▸ Information

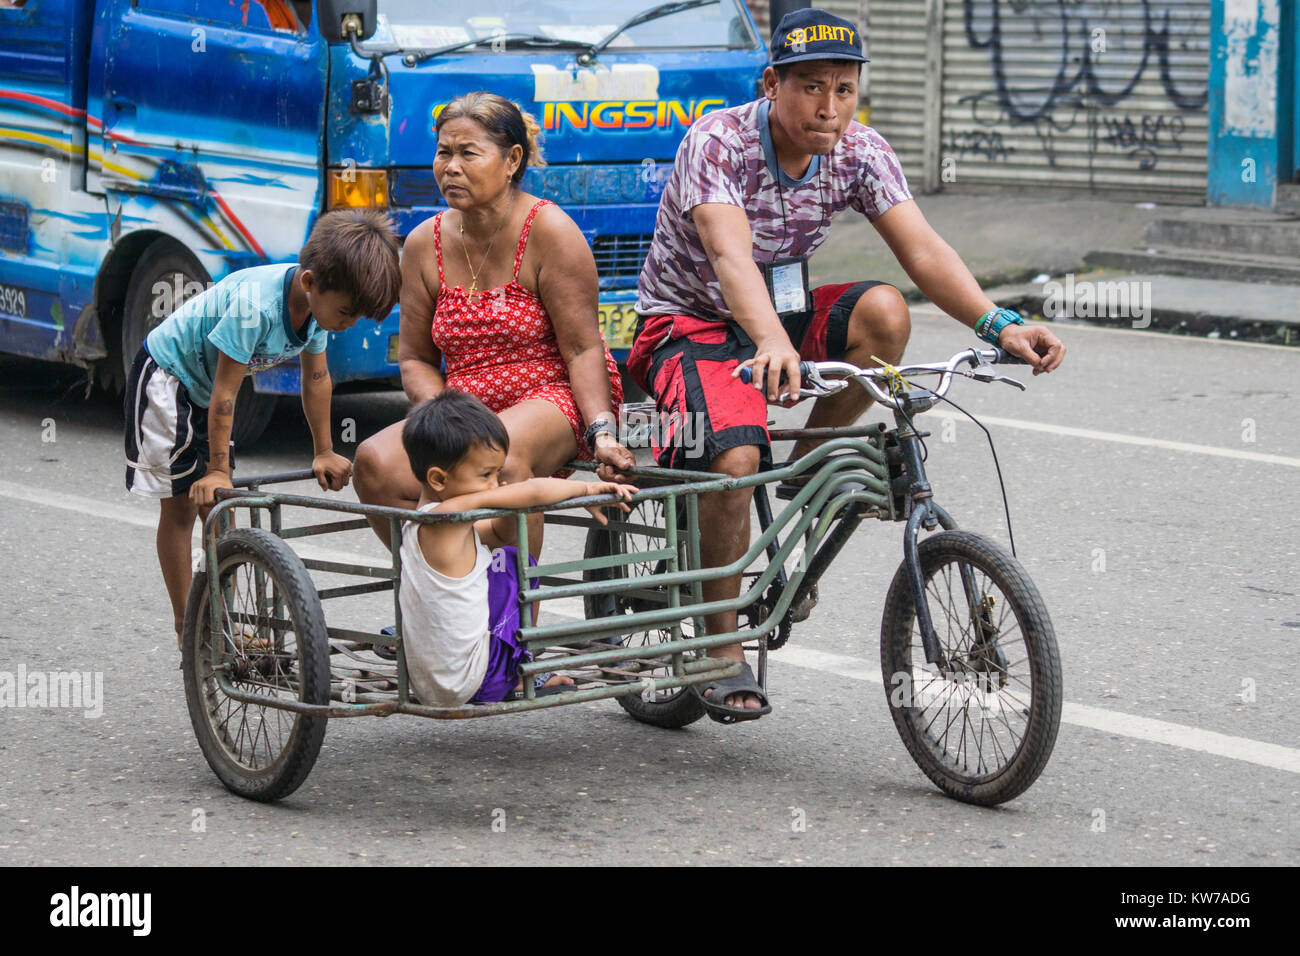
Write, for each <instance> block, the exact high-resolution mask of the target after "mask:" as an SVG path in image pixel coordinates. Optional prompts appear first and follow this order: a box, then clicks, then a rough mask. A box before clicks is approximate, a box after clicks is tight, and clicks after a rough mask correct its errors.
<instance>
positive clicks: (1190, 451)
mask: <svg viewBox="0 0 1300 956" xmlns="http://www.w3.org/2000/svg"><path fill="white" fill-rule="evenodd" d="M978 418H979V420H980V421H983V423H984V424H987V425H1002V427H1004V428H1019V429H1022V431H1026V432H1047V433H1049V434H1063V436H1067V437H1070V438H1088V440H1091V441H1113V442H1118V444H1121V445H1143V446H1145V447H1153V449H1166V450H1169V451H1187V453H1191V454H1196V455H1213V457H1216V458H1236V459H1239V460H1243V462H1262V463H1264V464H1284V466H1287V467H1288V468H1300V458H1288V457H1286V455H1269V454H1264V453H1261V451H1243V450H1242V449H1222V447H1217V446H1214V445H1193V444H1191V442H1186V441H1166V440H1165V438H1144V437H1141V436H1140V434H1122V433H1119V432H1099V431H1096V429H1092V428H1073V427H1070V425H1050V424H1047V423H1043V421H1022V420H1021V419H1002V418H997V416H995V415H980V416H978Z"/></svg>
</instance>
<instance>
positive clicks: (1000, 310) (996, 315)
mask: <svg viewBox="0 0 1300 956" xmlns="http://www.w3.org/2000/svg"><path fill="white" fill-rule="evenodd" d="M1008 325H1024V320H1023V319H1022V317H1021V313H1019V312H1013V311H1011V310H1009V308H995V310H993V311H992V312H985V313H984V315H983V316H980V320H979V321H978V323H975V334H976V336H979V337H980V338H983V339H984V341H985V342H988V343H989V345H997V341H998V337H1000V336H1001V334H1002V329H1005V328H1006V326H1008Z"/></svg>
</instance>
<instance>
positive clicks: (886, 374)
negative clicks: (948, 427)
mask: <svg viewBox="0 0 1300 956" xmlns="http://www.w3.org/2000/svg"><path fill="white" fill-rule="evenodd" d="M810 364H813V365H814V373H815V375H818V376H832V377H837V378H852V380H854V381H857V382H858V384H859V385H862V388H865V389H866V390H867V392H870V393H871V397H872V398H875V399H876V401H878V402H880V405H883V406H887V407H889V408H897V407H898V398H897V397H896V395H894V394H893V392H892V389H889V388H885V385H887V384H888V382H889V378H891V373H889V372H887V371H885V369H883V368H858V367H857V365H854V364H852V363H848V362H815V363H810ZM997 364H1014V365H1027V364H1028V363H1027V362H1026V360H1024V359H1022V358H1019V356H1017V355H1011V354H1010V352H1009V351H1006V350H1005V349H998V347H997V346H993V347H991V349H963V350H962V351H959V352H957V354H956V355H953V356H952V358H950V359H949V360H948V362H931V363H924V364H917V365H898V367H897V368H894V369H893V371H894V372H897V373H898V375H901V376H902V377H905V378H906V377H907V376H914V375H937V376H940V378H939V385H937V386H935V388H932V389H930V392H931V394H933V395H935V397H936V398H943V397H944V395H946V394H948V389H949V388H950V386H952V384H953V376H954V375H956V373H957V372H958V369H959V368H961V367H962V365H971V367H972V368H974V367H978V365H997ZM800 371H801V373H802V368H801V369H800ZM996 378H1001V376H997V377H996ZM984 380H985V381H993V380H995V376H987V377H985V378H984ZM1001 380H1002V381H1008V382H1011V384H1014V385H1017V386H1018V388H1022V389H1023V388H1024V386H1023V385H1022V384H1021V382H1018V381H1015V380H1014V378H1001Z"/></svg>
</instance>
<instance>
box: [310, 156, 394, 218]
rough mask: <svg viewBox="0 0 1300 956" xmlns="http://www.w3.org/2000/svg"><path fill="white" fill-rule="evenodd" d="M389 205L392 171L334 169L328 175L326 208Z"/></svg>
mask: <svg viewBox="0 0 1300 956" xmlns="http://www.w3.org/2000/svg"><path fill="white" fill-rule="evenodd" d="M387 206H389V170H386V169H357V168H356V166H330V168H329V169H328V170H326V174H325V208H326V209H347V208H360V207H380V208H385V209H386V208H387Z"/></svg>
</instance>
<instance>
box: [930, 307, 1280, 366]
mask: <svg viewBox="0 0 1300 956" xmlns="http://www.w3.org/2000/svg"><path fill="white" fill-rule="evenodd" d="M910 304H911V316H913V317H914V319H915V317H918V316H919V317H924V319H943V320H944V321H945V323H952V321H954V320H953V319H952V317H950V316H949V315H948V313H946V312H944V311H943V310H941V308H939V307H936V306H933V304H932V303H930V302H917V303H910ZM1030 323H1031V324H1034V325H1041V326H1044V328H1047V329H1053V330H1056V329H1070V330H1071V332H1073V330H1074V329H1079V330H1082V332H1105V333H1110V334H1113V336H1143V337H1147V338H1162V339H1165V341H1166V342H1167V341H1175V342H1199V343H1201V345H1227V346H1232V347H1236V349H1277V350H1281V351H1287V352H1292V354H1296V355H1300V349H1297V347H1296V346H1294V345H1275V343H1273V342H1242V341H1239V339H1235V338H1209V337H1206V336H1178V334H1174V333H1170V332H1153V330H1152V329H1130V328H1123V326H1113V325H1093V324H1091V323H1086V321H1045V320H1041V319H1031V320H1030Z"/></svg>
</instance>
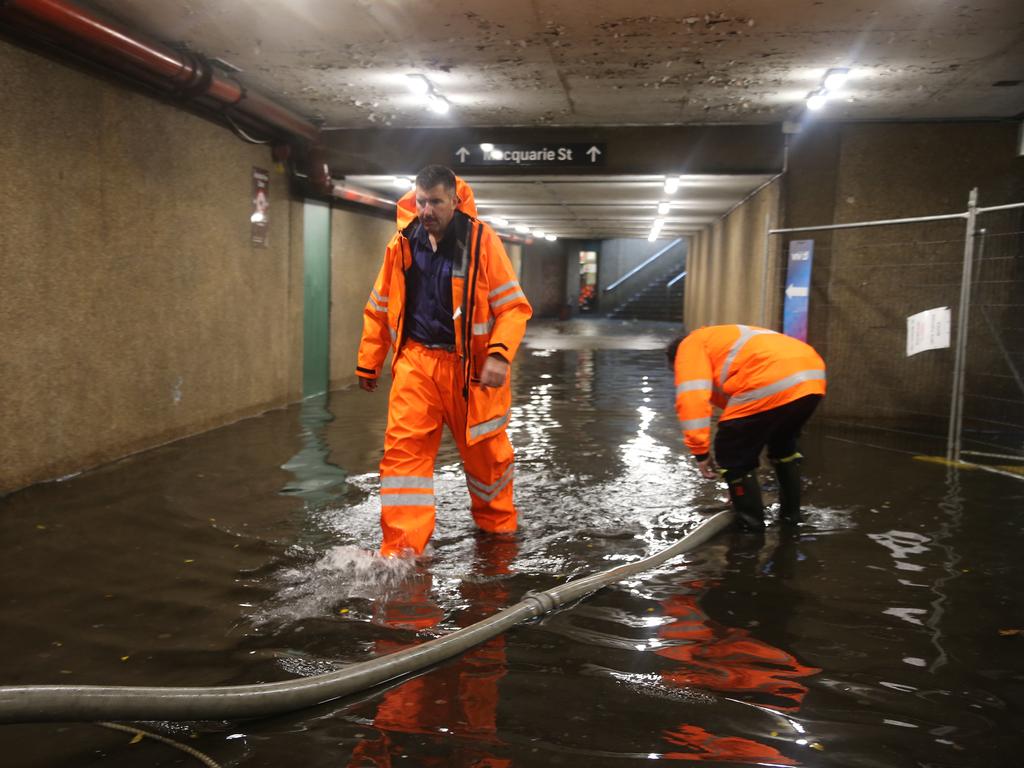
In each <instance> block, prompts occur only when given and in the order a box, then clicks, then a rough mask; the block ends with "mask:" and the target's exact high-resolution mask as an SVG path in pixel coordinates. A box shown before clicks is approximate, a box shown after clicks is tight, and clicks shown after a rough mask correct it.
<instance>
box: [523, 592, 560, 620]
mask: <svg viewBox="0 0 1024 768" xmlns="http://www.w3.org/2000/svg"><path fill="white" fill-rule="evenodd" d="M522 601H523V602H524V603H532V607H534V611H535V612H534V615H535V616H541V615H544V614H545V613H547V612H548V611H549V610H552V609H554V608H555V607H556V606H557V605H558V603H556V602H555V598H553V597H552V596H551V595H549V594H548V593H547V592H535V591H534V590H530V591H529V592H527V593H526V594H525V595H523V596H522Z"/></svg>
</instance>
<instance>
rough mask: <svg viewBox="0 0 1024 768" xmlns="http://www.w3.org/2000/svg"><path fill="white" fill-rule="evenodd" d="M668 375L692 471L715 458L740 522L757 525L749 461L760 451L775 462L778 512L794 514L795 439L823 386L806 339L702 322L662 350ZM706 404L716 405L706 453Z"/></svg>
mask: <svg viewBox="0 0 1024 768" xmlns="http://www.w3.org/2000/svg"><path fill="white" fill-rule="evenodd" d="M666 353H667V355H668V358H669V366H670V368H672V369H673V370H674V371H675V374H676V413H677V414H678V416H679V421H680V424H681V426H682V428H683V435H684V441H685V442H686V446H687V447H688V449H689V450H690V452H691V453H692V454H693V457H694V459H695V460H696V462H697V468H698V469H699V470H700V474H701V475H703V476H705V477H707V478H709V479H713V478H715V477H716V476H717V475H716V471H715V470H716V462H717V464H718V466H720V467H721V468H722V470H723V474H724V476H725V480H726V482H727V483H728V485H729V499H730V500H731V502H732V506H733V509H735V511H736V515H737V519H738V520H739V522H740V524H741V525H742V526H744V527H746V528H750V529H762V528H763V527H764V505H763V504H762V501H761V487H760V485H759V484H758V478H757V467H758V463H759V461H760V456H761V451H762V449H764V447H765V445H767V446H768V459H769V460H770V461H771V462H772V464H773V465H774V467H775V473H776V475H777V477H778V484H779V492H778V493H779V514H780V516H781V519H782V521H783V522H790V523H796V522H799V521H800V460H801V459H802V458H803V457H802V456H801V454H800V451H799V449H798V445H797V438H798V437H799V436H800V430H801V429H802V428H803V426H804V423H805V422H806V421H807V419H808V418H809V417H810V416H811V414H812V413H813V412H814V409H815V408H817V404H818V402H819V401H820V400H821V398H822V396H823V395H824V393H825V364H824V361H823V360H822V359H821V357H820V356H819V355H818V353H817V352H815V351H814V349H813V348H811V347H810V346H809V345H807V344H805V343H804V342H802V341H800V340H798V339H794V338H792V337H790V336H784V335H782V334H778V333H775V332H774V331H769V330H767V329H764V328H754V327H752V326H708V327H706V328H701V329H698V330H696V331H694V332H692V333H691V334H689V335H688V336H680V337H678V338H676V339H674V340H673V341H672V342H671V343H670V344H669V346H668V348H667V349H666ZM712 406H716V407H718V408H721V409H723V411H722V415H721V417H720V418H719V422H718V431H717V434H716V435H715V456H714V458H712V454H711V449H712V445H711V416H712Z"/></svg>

▸ Task requirements
Some lines of the records above contain the word "order". How many are there? Reply with the number alone.

▸ Task result
2